PASSAGE GIVEN
** Begin **

Two weeks later Merton again wrote to Sabbath in answer to her response to the above letter. He shows his sense of the limitations and shallowness of merely psychological approaches to religious experience. More illusion than truth may result, he feared. "If all you are looking for," he told her, "is psychological integration, then makyo, OK, then maybe mescaline, God knows, I don't... But what I am trying to say is that when the development of the religious (and mystical) consciousness really gets going, all this makyo, visions, oceanic feelings, lights and music, rapture, etc. etc. is really irrelevant and can become an obstacle." (Sabbath, Linda 12.17.65 HGL521)

Two views of Merton from the cover of a DVD by Morgan Atkinson. You can view excerpts from the DVD at: www.morganatkinson.com

One month later the Trappist commented to Sabbath on the dangers of the subjective and emotional dimensions of religious experience. He observed that she was apparently focused more on the subject experiencing this and that rather than on God. "There is nothing wrong with being subjective, and there is a time for it. The point is, however, not to get bogged down in it and examine too minutely what 'I feel' and why 'I' feel it. Because, after all, it is all pretty accidental." (Sabbath, Linda 1.13.66 HGL 522-3)

Thomas Merton's understanding of religious experience was grounded in the mystical traditions of Christianity and the other great world religions. As he wrote to psychologist, Erich Fromm, in 1954, mysticism, as he understood it, must be theistic in some sense. No God, no true mysticism. Yet the God experienced must not be only transcendent to human consciousness as an object outside ourselves. While some Eastern traditions are more or less atheistic, Merton held that the majority of true mystics stand or fall with the existence or nonexistence of God. He saw the absolute ontological impossibility of anything existing if God does not exist. Merton sensed that Fromm was really saying is that true mysticism does not know God after the manner of an object For Merton that is perfectly true. "God is not experienced as an object outside ourselves, as 'another being' capable of being enclosed in some human concept. Yet though He be known as the source of our own being." (Fromm, Erich 10.2.54 HGL 310-1)

** End **

DIRECTIVE 1
Output the portion of the passage on Merton's letters starting with "Two views of" and going on through "1.13.66 HGL 522-3)".
The entries that come next are unrelated to the passage on Merton's letters.

[Outline labeling records]
** Begin **

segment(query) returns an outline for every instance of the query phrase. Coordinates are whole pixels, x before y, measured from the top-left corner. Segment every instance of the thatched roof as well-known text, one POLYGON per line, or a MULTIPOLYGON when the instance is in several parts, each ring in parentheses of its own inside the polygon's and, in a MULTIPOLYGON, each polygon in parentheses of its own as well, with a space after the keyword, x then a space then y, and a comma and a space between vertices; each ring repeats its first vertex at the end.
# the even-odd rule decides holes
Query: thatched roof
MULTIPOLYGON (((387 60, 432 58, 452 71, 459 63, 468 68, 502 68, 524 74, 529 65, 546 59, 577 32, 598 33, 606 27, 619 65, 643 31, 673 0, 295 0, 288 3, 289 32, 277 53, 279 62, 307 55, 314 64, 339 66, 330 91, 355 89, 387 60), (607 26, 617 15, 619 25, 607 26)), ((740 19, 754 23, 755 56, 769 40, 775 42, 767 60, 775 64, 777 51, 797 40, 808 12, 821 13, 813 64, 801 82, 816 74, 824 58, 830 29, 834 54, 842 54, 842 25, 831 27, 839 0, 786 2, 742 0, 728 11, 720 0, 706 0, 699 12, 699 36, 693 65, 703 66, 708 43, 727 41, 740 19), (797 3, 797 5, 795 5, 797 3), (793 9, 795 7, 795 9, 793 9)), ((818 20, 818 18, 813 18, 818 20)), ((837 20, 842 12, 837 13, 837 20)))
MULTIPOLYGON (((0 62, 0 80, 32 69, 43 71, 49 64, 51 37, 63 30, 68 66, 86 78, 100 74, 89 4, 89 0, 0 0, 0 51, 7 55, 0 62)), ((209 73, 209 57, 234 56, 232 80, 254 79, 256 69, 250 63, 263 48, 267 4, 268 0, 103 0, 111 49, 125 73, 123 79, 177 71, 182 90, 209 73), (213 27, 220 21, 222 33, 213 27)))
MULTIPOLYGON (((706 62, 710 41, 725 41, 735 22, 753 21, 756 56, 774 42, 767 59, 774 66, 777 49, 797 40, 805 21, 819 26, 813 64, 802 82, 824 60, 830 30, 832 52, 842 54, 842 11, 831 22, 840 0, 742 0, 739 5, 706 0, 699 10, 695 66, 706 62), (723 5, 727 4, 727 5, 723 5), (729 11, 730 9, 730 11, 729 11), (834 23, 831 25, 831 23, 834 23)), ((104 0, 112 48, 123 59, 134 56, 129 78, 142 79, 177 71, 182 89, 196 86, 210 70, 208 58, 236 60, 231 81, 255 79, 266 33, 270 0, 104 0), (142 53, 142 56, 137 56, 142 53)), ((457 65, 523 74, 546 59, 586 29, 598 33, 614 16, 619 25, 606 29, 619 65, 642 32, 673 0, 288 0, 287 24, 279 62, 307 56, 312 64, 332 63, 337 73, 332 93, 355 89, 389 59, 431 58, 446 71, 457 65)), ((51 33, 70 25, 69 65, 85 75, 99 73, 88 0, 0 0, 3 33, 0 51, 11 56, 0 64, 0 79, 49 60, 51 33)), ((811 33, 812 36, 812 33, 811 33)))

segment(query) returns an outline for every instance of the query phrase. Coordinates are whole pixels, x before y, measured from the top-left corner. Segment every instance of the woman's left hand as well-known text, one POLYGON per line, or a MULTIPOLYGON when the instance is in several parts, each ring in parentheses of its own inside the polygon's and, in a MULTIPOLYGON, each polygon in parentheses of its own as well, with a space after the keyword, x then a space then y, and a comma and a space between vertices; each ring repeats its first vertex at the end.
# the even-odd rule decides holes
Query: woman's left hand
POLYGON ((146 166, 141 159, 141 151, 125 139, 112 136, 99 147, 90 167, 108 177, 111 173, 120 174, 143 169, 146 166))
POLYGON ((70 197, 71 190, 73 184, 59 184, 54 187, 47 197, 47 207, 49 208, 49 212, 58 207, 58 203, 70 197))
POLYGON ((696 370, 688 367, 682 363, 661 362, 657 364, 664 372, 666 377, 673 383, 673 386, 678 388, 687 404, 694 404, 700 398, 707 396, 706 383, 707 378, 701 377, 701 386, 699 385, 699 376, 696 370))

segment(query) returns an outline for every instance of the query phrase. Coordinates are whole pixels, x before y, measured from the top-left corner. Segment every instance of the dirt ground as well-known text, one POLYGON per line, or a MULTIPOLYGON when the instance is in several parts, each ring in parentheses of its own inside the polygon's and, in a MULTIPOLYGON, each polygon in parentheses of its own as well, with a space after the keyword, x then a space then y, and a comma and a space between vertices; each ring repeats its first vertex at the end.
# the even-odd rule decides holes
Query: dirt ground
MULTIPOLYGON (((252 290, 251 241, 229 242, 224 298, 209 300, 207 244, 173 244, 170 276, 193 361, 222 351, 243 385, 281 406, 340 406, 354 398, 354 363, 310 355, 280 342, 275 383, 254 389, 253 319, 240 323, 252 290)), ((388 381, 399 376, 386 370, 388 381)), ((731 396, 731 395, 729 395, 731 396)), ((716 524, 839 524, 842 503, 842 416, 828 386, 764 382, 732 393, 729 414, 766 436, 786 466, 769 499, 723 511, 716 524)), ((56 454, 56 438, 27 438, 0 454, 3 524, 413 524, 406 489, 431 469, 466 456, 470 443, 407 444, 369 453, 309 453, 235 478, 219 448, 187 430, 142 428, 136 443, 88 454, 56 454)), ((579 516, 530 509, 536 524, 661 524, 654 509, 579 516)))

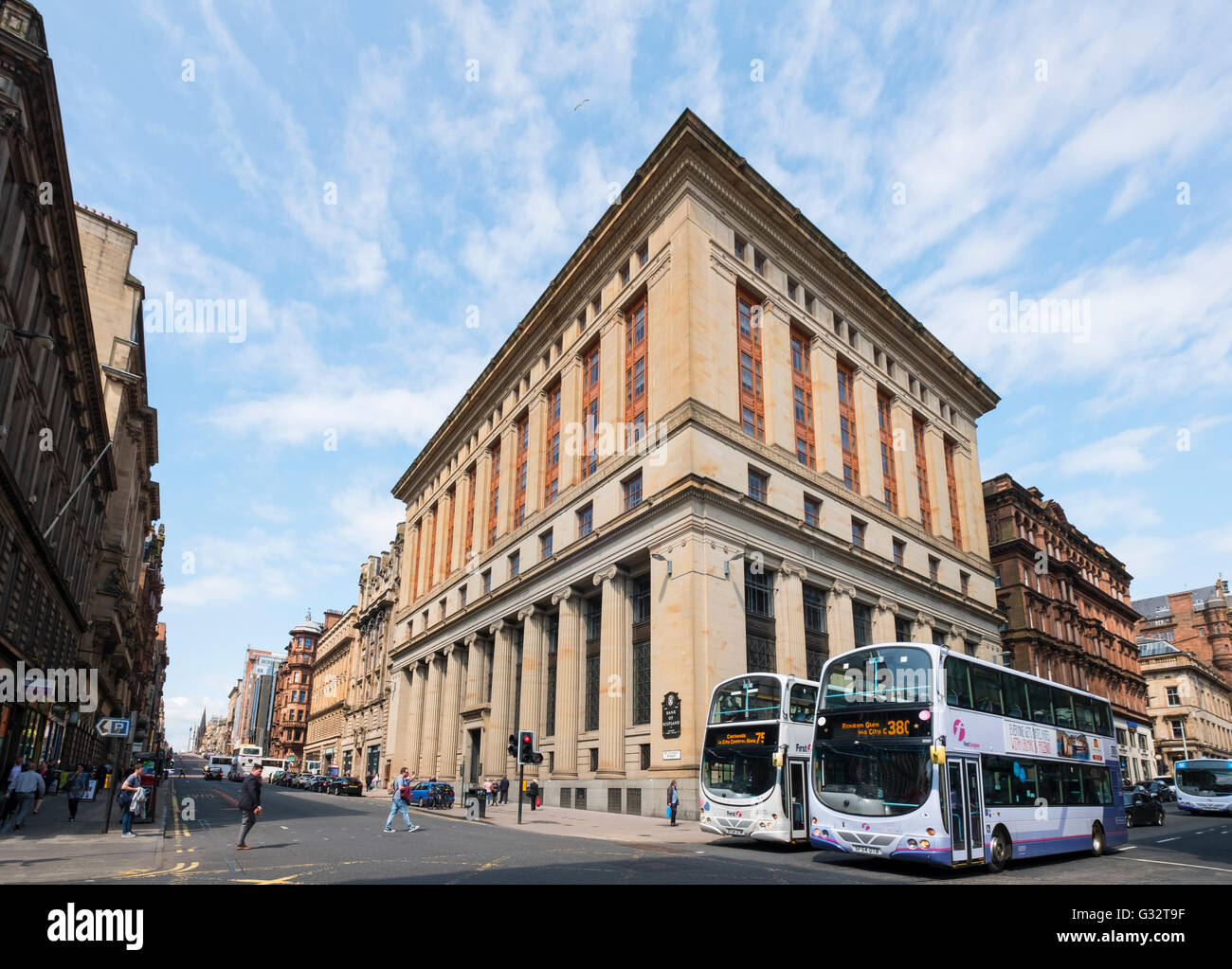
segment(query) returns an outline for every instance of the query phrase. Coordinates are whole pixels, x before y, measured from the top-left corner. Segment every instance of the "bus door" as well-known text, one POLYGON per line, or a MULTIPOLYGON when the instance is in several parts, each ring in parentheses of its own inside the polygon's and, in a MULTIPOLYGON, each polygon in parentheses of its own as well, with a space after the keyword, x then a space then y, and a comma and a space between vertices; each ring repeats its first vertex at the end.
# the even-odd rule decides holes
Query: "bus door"
POLYGON ((791 816, 791 840, 808 837, 804 813, 808 810, 808 761, 787 761, 787 808, 791 816))
POLYGON ((945 770, 954 864, 983 864, 984 811, 979 794, 979 760, 951 756, 945 762, 945 770))

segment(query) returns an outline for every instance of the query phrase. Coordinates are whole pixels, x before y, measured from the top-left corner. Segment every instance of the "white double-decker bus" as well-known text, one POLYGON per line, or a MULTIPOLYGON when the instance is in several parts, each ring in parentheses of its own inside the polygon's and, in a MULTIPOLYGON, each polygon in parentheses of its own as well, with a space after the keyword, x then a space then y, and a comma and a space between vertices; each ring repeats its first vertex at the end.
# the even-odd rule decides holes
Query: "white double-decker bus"
POLYGON ((1232 761, 1177 761, 1177 808, 1186 814, 1232 814, 1232 761))
POLYGON ((715 687, 701 755, 701 830, 808 840, 808 751, 817 683, 748 673, 715 687))
POLYGON ((809 841, 999 872, 1129 840, 1108 701, 931 644, 832 659, 809 841))

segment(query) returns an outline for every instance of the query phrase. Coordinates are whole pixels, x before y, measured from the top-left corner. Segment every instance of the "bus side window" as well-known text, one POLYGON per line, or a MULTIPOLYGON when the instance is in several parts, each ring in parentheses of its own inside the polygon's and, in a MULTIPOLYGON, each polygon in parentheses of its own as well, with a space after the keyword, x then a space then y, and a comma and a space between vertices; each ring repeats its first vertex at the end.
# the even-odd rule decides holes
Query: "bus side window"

** End **

DIRECTIVE 2
Update the entries from their first line through the line with "Query: thatched roof" by replacing "whole pixels" with "integer pixels" and leaving everything else unchanged. Give only those lines.

EXPECTED ANSWER 1
Two views of Merton from the cover of a DVD by Morgan Atkinson. You can view excerpts from the DVD at: www.morganatkinson.com

One month later the Trappist commented to Sabbath on the dangers of the subjective and emotional dimensions of religious experience. He observed that she was apparently focused more on the subject experiencing this and that rather than on God. "There is nothing wrong with being subjective, and there is a time for it. The point is, however, not to get bogged down in it and examine too minutely what 'I feel' and why 'I' feel it. Because, after all, it is all pretty accidental." (Sabbath, Linda 1.13.66 HGL 522-3)

EXPECTED ANSWER 2
segment(query) returns an outline for every instance of the query phrase. Coordinates are integer pixels, x before y, measured from the top-left corner. Segment every instance of the thatched roof as well-known text, one POLYGON per line, or a MULTIPOLYGON when the instance is in several parts, each ring in parentheses of its own inside the polygon's and, in a MULTIPOLYGON, each polygon in parentheses of its own as well, with a space after the keyword, x then a space then y, and a comma and a space between vertices; each ring repeats its first vertex at the end.
# the even-odd rule decides holes
Query: thatched roof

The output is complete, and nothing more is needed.